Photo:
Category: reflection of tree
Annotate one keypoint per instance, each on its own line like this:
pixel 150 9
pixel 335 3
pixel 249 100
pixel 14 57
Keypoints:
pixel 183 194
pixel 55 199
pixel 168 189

• **WHAT YOU HAVE TO DO**
Everything from the line with "Annotate one keypoint" to the last line of the data is what to return, word for word; leave out the rest.

• **EXERCISE ANSWER**
Annotate one keypoint per instance, each on its own line like this:
pixel 150 9
pixel 335 3
pixel 249 100
pixel 14 57
Keypoints:
pixel 183 194
pixel 55 199
pixel 168 189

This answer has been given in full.